■ Excerpt ■
Woolpert awarded contracts from Richmond, Newport News, Va.

The City of Richmond, Va., has signed Woolpert to a stormwater services contract that includes design, implementation and regulatory compliance consultation in line with the Virginia Department of Environmental Quality (DEQ). The project involves stormwater design, implementation and regulatory compliance.

This is the first water market contract the city of Richmond has signed with Woolpert, a national architecture, engineering and geospatial firm specializing in stormwater and wastewater management.

Travis Davis, a project manager in Woolpert’s Chesapeake office, said he and his team are looking forward to working with the city on this comprehensive utilities contract.

“We’ve put together a strong team of stormwater engineers and subconsultants, each of whom excel in the work required,” Davis said. “We have forged strong working relationships with city staff over the years. Good work fosters good relationships, and we’re excited to build on that history.”

Work for the first task order under this contract is currently underway.

In addition to the Richmond contract, Woolpert has also signed an annual services contract with the City of Newport News, Va., to provide stormwater and wastewater engineering services. This is Woolpert’s fourth consecutive three-year, multidisciplinary, indefinite quantity, indefinite delivery (IDIQ) contract with Newport News.

“In recent years, we’ve provided sanitary, inventory/modeling and sanitary pump station services,” Woolpert Project Director Peter Fortin said. “Currently, we are working with the city on stormwater and shoreline restoration tasks.”

■ Data provided ■
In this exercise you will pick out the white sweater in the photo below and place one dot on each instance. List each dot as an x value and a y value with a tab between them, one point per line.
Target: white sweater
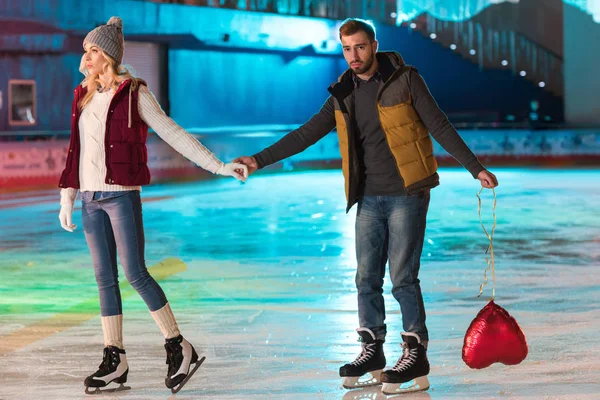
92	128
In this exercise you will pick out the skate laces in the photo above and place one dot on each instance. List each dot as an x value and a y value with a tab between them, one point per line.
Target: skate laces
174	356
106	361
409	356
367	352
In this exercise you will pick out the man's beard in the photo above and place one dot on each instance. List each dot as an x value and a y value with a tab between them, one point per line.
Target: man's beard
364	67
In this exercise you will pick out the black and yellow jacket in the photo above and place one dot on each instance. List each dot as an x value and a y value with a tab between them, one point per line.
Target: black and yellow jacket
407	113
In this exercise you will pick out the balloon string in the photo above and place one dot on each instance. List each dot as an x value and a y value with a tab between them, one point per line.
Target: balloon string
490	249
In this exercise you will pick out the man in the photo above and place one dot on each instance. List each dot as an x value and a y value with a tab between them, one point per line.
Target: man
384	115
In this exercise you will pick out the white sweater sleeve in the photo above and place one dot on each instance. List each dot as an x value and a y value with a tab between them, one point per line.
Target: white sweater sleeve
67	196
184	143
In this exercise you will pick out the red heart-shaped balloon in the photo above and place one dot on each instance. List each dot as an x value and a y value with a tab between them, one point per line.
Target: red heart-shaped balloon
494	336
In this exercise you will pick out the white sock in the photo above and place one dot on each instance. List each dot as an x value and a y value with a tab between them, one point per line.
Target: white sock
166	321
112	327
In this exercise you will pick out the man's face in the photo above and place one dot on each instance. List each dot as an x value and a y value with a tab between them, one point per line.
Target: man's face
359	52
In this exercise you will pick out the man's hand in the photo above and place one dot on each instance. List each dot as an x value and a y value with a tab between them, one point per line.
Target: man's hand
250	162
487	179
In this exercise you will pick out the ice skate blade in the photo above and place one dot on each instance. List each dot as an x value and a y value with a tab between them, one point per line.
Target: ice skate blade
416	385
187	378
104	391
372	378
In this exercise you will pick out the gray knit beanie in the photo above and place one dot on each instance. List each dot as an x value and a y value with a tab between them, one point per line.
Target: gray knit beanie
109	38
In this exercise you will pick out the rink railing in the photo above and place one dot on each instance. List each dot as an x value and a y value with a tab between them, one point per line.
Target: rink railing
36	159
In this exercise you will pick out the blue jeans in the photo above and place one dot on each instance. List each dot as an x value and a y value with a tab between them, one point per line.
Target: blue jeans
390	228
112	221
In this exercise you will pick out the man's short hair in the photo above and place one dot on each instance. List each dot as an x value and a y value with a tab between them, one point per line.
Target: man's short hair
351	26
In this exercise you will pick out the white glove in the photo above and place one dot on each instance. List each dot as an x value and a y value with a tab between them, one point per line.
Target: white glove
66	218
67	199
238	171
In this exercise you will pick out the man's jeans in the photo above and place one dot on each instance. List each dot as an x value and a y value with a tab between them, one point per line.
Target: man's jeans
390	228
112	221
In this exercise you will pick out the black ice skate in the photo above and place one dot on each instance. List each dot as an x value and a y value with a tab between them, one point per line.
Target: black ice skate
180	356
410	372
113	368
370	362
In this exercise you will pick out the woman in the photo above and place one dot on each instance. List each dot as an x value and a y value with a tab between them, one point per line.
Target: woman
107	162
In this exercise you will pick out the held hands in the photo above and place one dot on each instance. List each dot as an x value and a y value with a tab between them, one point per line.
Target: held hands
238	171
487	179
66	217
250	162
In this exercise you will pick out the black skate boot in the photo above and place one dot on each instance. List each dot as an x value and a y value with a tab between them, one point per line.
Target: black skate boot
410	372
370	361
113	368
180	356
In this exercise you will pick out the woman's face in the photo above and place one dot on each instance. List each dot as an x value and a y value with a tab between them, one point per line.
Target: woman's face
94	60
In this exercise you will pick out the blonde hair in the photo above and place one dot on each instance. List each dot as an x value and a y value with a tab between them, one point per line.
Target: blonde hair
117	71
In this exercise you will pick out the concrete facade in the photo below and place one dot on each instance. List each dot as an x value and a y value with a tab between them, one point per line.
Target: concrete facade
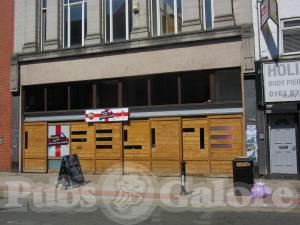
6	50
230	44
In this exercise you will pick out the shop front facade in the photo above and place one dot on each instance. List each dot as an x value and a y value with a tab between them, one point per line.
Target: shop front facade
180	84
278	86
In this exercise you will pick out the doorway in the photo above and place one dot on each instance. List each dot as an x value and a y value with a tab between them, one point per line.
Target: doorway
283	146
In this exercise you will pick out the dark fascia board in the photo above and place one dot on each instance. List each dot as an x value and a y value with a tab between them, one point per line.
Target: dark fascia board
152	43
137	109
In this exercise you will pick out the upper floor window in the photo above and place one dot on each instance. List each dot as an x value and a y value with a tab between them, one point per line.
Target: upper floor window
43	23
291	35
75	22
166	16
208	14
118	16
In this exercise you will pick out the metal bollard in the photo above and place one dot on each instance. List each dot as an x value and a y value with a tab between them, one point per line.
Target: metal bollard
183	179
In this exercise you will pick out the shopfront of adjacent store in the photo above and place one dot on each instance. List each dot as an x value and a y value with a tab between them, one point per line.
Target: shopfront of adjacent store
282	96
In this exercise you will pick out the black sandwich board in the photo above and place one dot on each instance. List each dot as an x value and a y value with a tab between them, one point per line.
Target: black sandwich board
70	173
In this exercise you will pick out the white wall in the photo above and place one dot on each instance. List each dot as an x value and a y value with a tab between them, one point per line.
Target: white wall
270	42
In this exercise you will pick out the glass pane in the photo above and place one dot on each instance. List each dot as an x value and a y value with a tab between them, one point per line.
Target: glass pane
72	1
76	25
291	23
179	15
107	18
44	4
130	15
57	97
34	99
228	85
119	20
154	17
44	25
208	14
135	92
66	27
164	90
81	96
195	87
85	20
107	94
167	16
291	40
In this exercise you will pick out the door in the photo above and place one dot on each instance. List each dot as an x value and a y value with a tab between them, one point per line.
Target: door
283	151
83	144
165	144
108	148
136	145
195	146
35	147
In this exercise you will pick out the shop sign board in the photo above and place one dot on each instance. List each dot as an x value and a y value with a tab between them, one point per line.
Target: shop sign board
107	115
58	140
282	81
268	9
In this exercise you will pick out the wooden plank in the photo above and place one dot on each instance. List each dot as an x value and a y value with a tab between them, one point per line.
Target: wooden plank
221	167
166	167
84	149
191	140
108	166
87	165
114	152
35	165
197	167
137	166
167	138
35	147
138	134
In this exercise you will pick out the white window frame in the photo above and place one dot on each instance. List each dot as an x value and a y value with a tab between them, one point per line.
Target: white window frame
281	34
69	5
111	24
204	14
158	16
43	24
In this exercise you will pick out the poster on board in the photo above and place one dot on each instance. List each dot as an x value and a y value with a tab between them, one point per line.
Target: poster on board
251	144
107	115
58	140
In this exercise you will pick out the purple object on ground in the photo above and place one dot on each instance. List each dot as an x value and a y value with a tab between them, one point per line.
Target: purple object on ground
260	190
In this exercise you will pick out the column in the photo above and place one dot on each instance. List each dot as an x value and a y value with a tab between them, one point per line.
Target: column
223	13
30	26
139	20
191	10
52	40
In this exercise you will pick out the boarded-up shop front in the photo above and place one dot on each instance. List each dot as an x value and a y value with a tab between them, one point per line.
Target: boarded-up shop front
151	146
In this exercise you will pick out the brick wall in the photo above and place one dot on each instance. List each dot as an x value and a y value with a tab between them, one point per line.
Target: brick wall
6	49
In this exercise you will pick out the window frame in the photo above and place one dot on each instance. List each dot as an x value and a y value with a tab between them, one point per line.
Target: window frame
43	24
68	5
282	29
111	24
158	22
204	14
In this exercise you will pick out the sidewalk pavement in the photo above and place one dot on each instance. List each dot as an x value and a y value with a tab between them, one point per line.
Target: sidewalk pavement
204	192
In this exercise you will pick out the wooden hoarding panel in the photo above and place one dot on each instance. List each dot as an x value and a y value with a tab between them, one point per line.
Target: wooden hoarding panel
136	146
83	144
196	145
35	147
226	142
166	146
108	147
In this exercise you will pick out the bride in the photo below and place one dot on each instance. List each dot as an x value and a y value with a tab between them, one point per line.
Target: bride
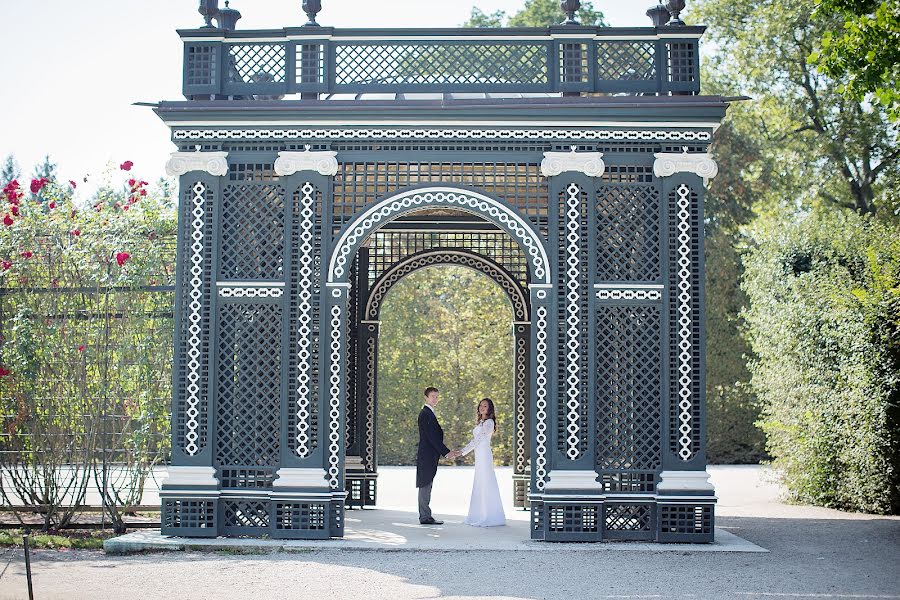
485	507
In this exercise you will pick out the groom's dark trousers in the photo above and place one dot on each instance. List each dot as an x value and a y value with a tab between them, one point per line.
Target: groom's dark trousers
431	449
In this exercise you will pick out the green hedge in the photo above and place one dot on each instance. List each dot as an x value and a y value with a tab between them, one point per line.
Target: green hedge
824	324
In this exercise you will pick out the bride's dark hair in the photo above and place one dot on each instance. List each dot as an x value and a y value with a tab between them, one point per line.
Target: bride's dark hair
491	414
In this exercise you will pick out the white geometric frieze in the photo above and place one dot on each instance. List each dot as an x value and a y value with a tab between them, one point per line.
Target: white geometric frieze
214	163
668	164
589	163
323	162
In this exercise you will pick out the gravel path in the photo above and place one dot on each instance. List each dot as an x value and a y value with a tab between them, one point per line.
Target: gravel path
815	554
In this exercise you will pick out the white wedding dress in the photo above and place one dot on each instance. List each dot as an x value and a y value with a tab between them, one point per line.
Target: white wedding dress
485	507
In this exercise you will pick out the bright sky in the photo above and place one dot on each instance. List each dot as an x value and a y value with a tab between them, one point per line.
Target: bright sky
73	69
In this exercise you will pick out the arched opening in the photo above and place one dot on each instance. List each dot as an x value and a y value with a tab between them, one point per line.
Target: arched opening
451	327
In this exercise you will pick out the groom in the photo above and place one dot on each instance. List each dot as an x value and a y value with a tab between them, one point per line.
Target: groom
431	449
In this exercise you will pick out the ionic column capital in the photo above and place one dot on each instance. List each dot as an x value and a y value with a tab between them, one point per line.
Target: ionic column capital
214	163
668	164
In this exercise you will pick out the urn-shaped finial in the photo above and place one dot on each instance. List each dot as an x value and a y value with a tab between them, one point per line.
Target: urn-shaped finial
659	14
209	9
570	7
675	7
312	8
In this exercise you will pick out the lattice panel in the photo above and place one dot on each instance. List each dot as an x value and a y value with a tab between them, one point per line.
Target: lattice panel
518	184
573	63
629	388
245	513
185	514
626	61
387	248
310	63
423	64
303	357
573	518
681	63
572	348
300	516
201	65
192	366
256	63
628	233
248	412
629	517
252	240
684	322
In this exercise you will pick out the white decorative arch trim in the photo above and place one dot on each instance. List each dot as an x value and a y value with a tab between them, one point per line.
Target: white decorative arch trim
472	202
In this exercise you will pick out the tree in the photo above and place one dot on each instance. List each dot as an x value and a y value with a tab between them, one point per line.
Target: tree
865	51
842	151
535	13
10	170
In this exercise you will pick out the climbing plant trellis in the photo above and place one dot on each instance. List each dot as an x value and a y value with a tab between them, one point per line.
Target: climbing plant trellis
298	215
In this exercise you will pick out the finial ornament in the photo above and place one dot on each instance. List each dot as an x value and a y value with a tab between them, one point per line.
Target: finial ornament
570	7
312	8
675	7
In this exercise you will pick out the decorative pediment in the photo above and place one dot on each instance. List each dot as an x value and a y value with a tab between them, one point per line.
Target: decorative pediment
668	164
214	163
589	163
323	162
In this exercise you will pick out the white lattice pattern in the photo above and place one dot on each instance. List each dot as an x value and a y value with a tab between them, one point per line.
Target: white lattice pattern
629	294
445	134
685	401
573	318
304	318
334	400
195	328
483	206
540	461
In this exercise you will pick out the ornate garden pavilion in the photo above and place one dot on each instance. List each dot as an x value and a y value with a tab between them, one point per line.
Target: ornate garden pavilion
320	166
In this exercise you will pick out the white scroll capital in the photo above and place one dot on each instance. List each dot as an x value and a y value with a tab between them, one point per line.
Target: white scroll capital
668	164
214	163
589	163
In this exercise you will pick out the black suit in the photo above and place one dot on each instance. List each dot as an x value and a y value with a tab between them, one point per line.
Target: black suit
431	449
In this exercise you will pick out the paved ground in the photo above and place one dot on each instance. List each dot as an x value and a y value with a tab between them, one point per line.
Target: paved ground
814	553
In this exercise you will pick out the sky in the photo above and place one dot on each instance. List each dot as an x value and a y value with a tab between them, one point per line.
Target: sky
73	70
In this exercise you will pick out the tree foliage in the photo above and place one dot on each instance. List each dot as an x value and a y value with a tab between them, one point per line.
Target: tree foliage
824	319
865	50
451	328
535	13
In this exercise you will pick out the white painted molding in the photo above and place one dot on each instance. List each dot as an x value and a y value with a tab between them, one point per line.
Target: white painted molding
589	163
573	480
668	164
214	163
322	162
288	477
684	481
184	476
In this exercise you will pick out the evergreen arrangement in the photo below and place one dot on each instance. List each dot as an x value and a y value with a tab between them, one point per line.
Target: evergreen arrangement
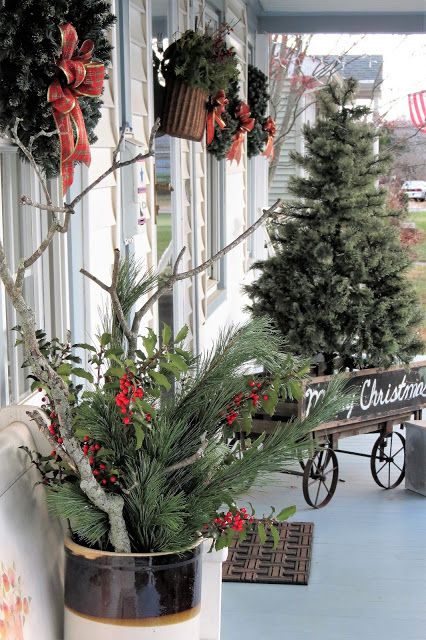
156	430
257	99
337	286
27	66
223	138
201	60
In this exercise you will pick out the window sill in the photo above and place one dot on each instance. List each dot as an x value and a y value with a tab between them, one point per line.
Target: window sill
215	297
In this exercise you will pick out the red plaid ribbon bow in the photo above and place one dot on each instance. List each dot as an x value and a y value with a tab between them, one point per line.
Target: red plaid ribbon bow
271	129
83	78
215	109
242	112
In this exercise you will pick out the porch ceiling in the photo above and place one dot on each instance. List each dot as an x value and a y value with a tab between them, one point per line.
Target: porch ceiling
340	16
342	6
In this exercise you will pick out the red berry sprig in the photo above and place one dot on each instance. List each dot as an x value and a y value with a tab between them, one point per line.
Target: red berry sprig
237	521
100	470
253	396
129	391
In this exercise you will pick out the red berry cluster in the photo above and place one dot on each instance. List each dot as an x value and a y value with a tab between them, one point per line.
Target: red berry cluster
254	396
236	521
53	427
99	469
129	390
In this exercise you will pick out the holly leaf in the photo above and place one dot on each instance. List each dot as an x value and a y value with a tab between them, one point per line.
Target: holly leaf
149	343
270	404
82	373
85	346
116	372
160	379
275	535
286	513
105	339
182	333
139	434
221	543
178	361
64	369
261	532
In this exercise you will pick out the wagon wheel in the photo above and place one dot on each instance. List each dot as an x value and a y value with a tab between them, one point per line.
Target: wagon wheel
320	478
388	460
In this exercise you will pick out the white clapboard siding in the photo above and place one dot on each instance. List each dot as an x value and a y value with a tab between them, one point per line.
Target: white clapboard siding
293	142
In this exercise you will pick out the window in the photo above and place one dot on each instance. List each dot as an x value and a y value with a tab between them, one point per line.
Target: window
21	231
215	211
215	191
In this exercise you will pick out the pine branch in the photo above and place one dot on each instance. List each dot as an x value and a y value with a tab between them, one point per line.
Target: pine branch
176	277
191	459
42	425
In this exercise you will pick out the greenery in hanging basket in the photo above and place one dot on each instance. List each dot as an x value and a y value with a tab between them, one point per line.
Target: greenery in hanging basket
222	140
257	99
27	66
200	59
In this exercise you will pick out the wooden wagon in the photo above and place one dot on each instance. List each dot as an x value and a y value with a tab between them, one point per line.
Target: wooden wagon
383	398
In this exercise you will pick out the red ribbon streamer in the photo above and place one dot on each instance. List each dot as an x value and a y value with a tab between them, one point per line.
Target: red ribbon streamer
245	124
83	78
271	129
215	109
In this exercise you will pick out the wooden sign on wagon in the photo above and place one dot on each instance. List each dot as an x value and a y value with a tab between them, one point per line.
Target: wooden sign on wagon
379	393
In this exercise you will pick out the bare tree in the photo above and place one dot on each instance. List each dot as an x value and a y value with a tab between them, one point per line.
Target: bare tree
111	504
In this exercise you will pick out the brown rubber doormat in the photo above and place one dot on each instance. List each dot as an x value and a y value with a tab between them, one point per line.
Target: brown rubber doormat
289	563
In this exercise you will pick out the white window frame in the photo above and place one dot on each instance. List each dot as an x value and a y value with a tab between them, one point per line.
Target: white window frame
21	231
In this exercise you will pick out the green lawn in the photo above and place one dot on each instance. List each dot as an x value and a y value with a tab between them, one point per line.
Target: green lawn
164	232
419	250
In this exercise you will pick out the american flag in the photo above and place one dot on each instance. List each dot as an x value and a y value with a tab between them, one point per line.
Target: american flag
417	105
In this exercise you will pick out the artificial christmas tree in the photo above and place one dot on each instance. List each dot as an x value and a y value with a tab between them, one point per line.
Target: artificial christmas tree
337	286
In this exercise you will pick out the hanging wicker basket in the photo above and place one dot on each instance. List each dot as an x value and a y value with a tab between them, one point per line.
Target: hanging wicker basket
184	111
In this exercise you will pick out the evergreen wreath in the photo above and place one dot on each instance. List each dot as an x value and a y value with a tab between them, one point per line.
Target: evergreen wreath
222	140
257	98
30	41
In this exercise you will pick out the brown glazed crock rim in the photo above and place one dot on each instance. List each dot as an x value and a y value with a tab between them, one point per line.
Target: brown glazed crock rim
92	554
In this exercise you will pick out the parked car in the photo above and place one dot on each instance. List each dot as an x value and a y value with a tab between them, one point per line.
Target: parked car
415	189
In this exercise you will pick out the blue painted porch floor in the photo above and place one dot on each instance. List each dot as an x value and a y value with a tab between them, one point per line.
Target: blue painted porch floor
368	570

■ Tasks to complete ■
#1 In the Woolpert article, condense the paragraph beginning "In addition to the Richmond contract" into a short bulleted list that keeps its main facts.
#2 According to the Woolpert article, which Woolpert office does Travis Davis work in as a project manager?
#3 Carry the Woolpert article forward from its final paragraph, adding a few sentences in the same news style.

■ Responses per task ■
#1
- Woolpert signed an annual services contract with the City of Newport News, Va.
- The contract covers stormwater and wastewater engineering services.
- It is Woolpert's fourth consecutive three-year, multidisciplinary, indefinite quantity, indefinite delivery (IDIQ) contract with Newport News.

#2 He works in Woolpert's Chesapeake office.

#3
The shoreline restoration project is along the James River and Chesapeake Bay.

“The local university, Christopher Newport University, hosts sailing competitions and clinics,” said Travis Davis, the Woolpert engineer heading up the project’s shoreline and stormwater design and construction. “Restoring the shoreline is not only necessary to the integrity of the shoreline, but its improvement will help attract students to the sailing program.”

The restoration will employ structural and biological techniques—using marsh grass, oyster shells and stone along the shore—as opposed to the traditional bulkhead, or retaining wall, approach.

Fortin added that the firm will use a three-member project management team for this contract. In addition to Davis’ role, John Schooler will lead the stormwater management aspect, and Mike Mull will oversee wastewater design and construction.

“We’ve found it most effective to have three dedicated project managers operating concurrently to address the needs of the city,” Fortin said. This contract term is underway.